Data records:
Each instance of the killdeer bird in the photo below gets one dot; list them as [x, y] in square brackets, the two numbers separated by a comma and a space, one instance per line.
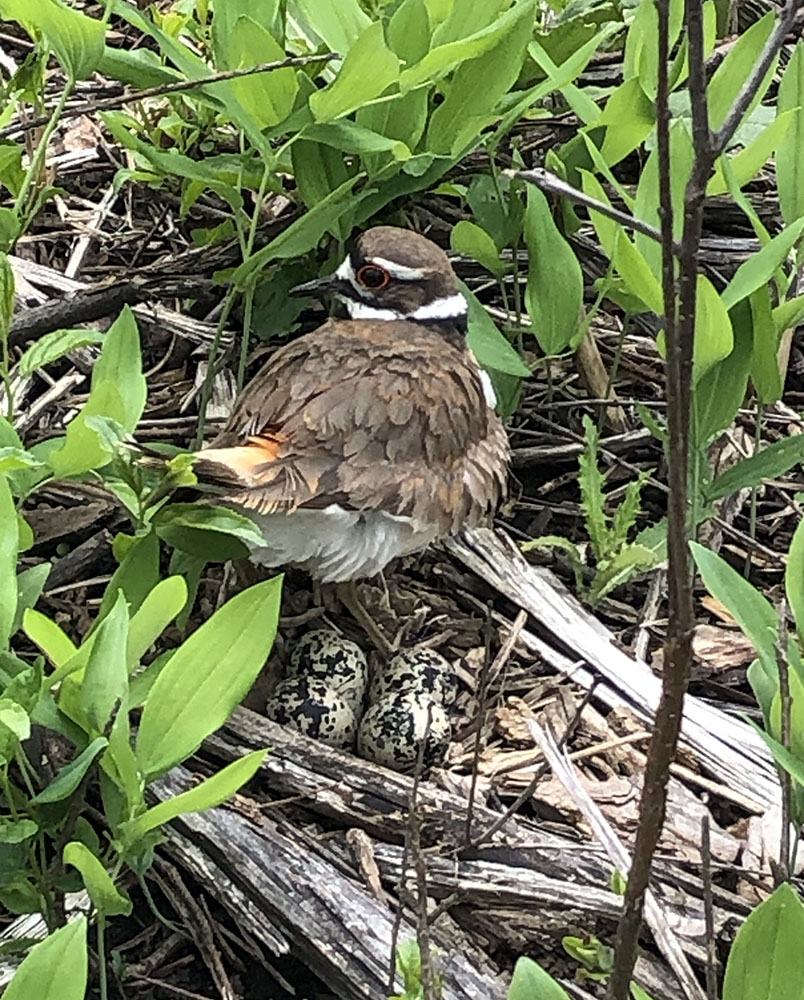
[370, 437]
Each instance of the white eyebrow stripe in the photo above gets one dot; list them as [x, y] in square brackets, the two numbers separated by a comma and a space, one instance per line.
[398, 270]
[446, 308]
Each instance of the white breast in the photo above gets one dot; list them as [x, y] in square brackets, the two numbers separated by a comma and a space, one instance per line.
[335, 544]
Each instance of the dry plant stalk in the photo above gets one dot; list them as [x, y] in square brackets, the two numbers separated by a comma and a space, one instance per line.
[679, 331]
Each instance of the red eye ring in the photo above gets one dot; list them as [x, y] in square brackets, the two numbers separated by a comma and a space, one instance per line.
[373, 276]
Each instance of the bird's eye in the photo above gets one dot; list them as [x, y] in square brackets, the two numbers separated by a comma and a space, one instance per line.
[372, 276]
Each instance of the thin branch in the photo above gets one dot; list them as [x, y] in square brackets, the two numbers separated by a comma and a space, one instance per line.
[554, 185]
[723, 136]
[112, 103]
[679, 329]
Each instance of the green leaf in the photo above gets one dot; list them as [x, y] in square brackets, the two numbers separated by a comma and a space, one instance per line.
[488, 344]
[765, 373]
[76, 39]
[9, 543]
[759, 268]
[629, 118]
[714, 338]
[70, 776]
[339, 23]
[471, 96]
[16, 831]
[790, 150]
[207, 677]
[135, 577]
[154, 614]
[774, 460]
[117, 394]
[55, 969]
[30, 584]
[105, 897]
[209, 793]
[470, 240]
[531, 982]
[552, 265]
[369, 68]
[53, 346]
[765, 959]
[105, 683]
[752, 158]
[735, 69]
[794, 577]
[753, 612]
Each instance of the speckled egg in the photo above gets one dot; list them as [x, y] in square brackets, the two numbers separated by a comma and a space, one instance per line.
[315, 709]
[416, 670]
[393, 728]
[329, 657]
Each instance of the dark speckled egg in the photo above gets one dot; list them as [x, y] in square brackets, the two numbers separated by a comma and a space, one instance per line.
[315, 709]
[393, 728]
[422, 671]
[327, 656]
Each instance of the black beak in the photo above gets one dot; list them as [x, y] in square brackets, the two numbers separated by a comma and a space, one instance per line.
[317, 287]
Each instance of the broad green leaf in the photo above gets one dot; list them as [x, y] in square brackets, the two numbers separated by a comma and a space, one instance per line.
[53, 346]
[790, 150]
[207, 677]
[209, 793]
[9, 543]
[70, 776]
[719, 393]
[368, 70]
[765, 373]
[471, 240]
[531, 982]
[759, 269]
[105, 897]
[339, 23]
[76, 39]
[471, 96]
[752, 158]
[49, 637]
[765, 959]
[154, 614]
[441, 59]
[303, 234]
[55, 969]
[629, 118]
[105, 682]
[732, 73]
[488, 344]
[267, 97]
[714, 338]
[794, 577]
[774, 460]
[30, 584]
[753, 612]
[552, 265]
[117, 395]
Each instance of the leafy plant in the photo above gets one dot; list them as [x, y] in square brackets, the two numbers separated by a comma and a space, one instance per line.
[616, 559]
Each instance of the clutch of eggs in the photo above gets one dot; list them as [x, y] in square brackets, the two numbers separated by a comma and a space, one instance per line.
[422, 671]
[338, 662]
[314, 708]
[395, 727]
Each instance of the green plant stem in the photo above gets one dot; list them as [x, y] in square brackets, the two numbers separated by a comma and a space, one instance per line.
[206, 388]
[102, 983]
[38, 159]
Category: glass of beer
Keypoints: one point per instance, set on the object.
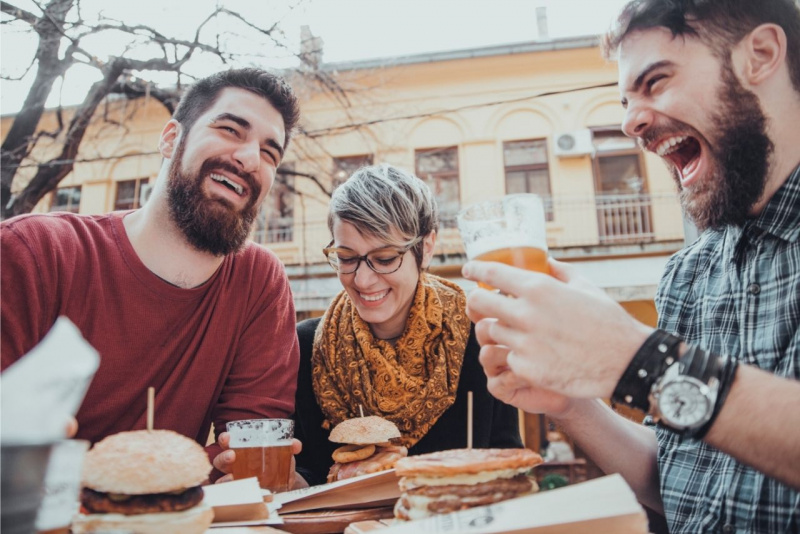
(264, 450)
(509, 230)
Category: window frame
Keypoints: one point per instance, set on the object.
(547, 199)
(446, 218)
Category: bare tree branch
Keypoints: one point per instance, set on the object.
(64, 43)
(19, 13)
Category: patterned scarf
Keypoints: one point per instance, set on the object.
(411, 383)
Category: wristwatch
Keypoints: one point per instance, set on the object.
(684, 397)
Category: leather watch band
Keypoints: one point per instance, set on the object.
(659, 351)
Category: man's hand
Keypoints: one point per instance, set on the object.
(224, 461)
(562, 335)
(503, 384)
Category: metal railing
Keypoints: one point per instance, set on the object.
(576, 222)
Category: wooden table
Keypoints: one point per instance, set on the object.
(330, 521)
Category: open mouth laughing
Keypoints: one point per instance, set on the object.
(684, 152)
(233, 186)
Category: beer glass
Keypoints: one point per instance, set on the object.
(264, 450)
(510, 230)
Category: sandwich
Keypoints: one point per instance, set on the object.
(448, 481)
(144, 481)
(368, 447)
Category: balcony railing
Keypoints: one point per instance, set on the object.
(600, 220)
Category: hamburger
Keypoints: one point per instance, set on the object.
(144, 481)
(368, 447)
(457, 479)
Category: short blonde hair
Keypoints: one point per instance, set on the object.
(383, 201)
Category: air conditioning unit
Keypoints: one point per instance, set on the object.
(573, 144)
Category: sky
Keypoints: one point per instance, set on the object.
(350, 29)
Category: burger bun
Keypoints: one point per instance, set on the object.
(145, 461)
(196, 520)
(364, 431)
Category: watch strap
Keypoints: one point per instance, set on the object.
(659, 351)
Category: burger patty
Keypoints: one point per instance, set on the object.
(104, 503)
(516, 485)
(455, 497)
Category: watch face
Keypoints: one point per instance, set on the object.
(682, 404)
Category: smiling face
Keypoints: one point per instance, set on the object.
(686, 105)
(222, 169)
(382, 300)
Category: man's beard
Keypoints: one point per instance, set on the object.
(210, 225)
(740, 156)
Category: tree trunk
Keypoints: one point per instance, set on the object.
(17, 144)
(48, 176)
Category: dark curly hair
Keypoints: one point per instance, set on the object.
(721, 24)
(202, 95)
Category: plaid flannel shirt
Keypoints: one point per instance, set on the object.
(734, 291)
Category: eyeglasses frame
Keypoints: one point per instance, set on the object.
(401, 252)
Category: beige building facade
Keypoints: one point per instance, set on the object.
(541, 117)
(476, 124)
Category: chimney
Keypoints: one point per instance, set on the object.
(541, 23)
(310, 47)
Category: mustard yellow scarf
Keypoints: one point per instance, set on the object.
(411, 383)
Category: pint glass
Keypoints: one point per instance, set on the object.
(263, 449)
(510, 230)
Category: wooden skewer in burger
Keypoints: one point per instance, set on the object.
(146, 482)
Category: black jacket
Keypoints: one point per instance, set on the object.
(495, 424)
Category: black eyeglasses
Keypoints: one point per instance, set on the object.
(384, 260)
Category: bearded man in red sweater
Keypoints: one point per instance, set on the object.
(172, 295)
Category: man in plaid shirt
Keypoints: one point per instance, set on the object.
(712, 87)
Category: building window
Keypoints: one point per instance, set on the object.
(527, 170)
(275, 221)
(439, 168)
(344, 167)
(67, 199)
(132, 194)
(621, 196)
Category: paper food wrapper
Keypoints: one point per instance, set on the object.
(239, 503)
(46, 386)
(599, 506)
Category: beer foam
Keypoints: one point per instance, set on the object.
(508, 240)
(261, 433)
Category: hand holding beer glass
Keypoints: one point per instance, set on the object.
(510, 230)
(263, 449)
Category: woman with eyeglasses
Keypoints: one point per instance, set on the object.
(396, 342)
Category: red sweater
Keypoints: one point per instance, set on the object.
(223, 351)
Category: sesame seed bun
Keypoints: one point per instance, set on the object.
(364, 431)
(145, 461)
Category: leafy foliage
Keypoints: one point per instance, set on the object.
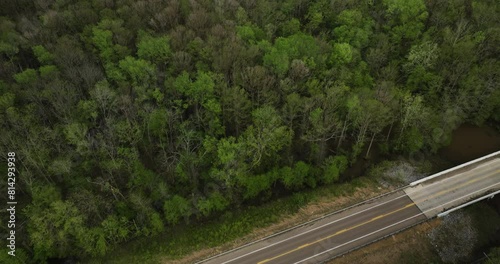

Aim of the exercise:
Leaving each image aside, repeat the listing above exactly.

Solution:
Each instance of the killdeer bird in the photo below gets one dot; list them as [x, y] in square brackets, the two numbers separated by a comma and a space, one instance per line.
[370, 437]
Each instance of the white eyebrow stripe in the photo above gets one dot; list them as [x, y] in square brackets, the two numbers separated by a comma and a space, one instance per line.
[398, 270]
[446, 308]
Each instance of the white breast in the photo above gets one dot; list them as [x, y] in square brackets, the two numbers separated by a comma and a space, one instance per line.
[335, 544]
Each instance of the dry plant stalk in the photo above gets one dot; list them as [x, y] in square brackets, the two numbers separated by a comma and a space, one instance per line.
[679, 331]
Each instance of the red eye ring in the photo above gets one dot; list them as [x, y] in square brackets, the two numbers separated by a comma and a space, one instance per line.
[373, 276]
Each instance of the bird's eye in the photo above gets one dot; list them as [x, y] in square brackets, the two numbers separated by a comma and a space, one instance per line.
[372, 276]
Each instance of the thin branch in the photo above gets one dot; list them as [x, y] in square brackets, the two numbers separated by a comma and a space, one instance per line.
[554, 185]
[723, 136]
[112, 103]
[679, 329]
Each instance of the green leaf in the photo above gets one dot; list them as [x, y] in square brackets, the two numbers separated by a comma and a space, one instance per line.
[488, 344]
[765, 373]
[76, 39]
[9, 543]
[759, 268]
[629, 118]
[714, 338]
[70, 776]
[339, 23]
[471, 96]
[16, 831]
[790, 150]
[207, 677]
[135, 577]
[154, 614]
[774, 460]
[117, 394]
[55, 969]
[30, 584]
[105, 897]
[209, 793]
[470, 240]
[531, 982]
[552, 265]
[369, 68]
[53, 346]
[765, 959]
[105, 683]
[752, 158]
[735, 69]
[794, 577]
[753, 612]
Each instance of the speckled egg in the photo above gets one dot; list them as [x, y] in square brackets, the two numbers separated by a comma and a space, one instance per line.
[315, 709]
[416, 670]
[393, 728]
[329, 657]
Each instance of the dark speckled egg in the photo above gets one dot; list them as [x, y] in square brackets, the two numbers separated by a comma and a space, one instance per line.
[315, 709]
[393, 728]
[422, 671]
[327, 656]
Each instance of the black beak in the photo above gets one dot; list them as [x, y] in square brackets, the two numbers separated by a comma and a space, one instance per line.
[317, 287]
Each instance of the broad green leaf in the photo above gets one dot; list them as [x, y] in square brackets, the two numbers separated by a comma and a space, one instance per line.
[53, 346]
[790, 150]
[207, 677]
[209, 793]
[9, 543]
[70, 776]
[719, 393]
[368, 70]
[765, 373]
[471, 240]
[531, 982]
[759, 269]
[105, 897]
[339, 23]
[76, 39]
[471, 96]
[752, 158]
[49, 637]
[765, 959]
[154, 614]
[441, 59]
[303, 234]
[55, 969]
[629, 118]
[105, 682]
[732, 73]
[488, 344]
[267, 97]
[714, 338]
[794, 577]
[774, 460]
[30, 584]
[753, 612]
[552, 265]
[117, 395]
Each instance of the leafy plant in the photo above gets one dot; list them as [x, y] in square brackets, the two numbers separated by a comma and a space, one instance per line.
[616, 559]
Each instance of the clutch of eggs in the photo above gets one dot; list them as [x, y] in square brackets, the two numbers separated by a comma and a space, one instance per line.
[422, 671]
[338, 662]
[314, 708]
[395, 727]
Each instance of the green plant stem in the photo above gets one dot; list them as [x, y] in square brackets, the two numbers separated by a comma and a space, one instance per line.
[206, 388]
[102, 983]
[38, 159]
Category: glass of beer
Keypoints: one point per instance, set on the object.
(264, 450)
(509, 230)
Category: window frame
Keypoints: one point per instance, set on the object.
(547, 199)
(446, 218)
Category: bare tree branch
Keypoints: one point per instance, set on the object.
(64, 43)
(19, 13)
Category: patterned scarf
Keypoints: one point per instance, set on the object.
(411, 383)
Category: wristwatch
Keypoints: one point per instance, set on the object.
(684, 397)
Category: leather watch band
Keypoints: one point per instance, set on the object.
(659, 351)
Category: man's hand
Keypoints: one point per instance, set on the object.
(224, 461)
(562, 335)
(503, 384)
Category: metal railing
Keypoints: one point per instance, set on the object.
(576, 222)
Category: wooden table
Keypoints: one point per instance, set on the object.
(330, 521)
Category: open mouth laughing
Keypoints: one point per instance, set on the object.
(684, 152)
(233, 186)
Category: beer glass
Keypoints: one point per instance, set on the object.
(264, 450)
(510, 230)
Category: sandwich
Keypoints: one point per instance, set on the object.
(448, 481)
(144, 481)
(368, 447)
Category: balcony railing
Keypoints: one point per instance, set on the object.
(600, 220)
Category: hamburger
Keypoints: one point per instance, set on the object.
(144, 481)
(368, 447)
(457, 479)
Category: short blonde hair
Keypoints: one point per instance, set on the object.
(383, 201)
Category: air conditioning unit
Keypoints: one point per instance, set on the object.
(573, 144)
Category: sky
Keypoints: one point per instance, set on the object.
(350, 29)
Category: burger bun
Keypoints: one point per instance, set on the object.
(145, 461)
(196, 520)
(364, 431)
Category: watch strap
Keypoints: one point per instance, set on the object.
(659, 351)
Category: burger patty
Keypoints: one point per instance, set on the object.
(104, 503)
(516, 485)
(455, 497)
Category: watch face
Keypoints: one point per instance, set on the object.
(682, 404)
Category: smiling face
Keypoints: one point per instance, set on the object.
(686, 105)
(222, 169)
(382, 300)
Category: man's beard
Keypoints: one point per instance, set on the object.
(210, 225)
(740, 156)
Category: tree trunk
Keypoints: one point per instance, set on the object.
(17, 144)
(48, 176)
Category: dark curly hair
Keypoints: one point per instance, set on the object.
(721, 24)
(202, 95)
Category: plaid flannel shirt
Keypoints: one point per instance, set on the object.
(734, 291)
Category: eyeglasses frame
Keypoints: one point per instance, set on the object.
(401, 252)
Category: beige building facade
Keypoints: one point per instance, set on the object.
(541, 117)
(476, 124)
Category: chimney
Keypoints: one point per instance, set on the object.
(541, 23)
(310, 47)
Category: mustard yellow scarf
Keypoints: one point per instance, set on the object.
(411, 383)
Category: pint glass
Keypoints: one point per instance, set on the object.
(263, 449)
(510, 230)
Category: wooden skewer in burger
Keypoints: one point per instance, set on the object.
(146, 482)
Category: black jacket
Keypoints: one point per instance, set on the object.
(495, 424)
Category: black eyeglasses
Keypoints: one point per instance, set on the object.
(384, 260)
Category: bearded man in red sweater
Keypoints: one point per instance, set on the object.
(172, 295)
Category: man in plaid shirt
Keypoints: one point per instance, set on the object.
(712, 87)
Category: building window
Keypoints: one point per instance, set on the object.
(527, 170)
(275, 221)
(439, 168)
(344, 167)
(67, 199)
(132, 194)
(621, 196)
Category: paper food wrapper
Keypoints: one point per instance, set on the object.
(239, 503)
(46, 386)
(599, 506)
Category: beer foam
Keypoints: one point per instance, set on the object.
(508, 240)
(261, 433)
Category: hand holding beer glass
Keypoints: one point per instance, set on the object.
(510, 230)
(263, 449)
Category: woman with eyeglasses
Keypoints: one point per instance, set on the object.
(396, 342)
Category: red sweater
Keypoints: one point per instance, set on the object.
(223, 351)
Category: sesame seed bun
Keypoints: one point per instance, set on the object.
(364, 431)
(145, 461)
Category: leafy foliage
Keypoints: one point per instance, set on the object.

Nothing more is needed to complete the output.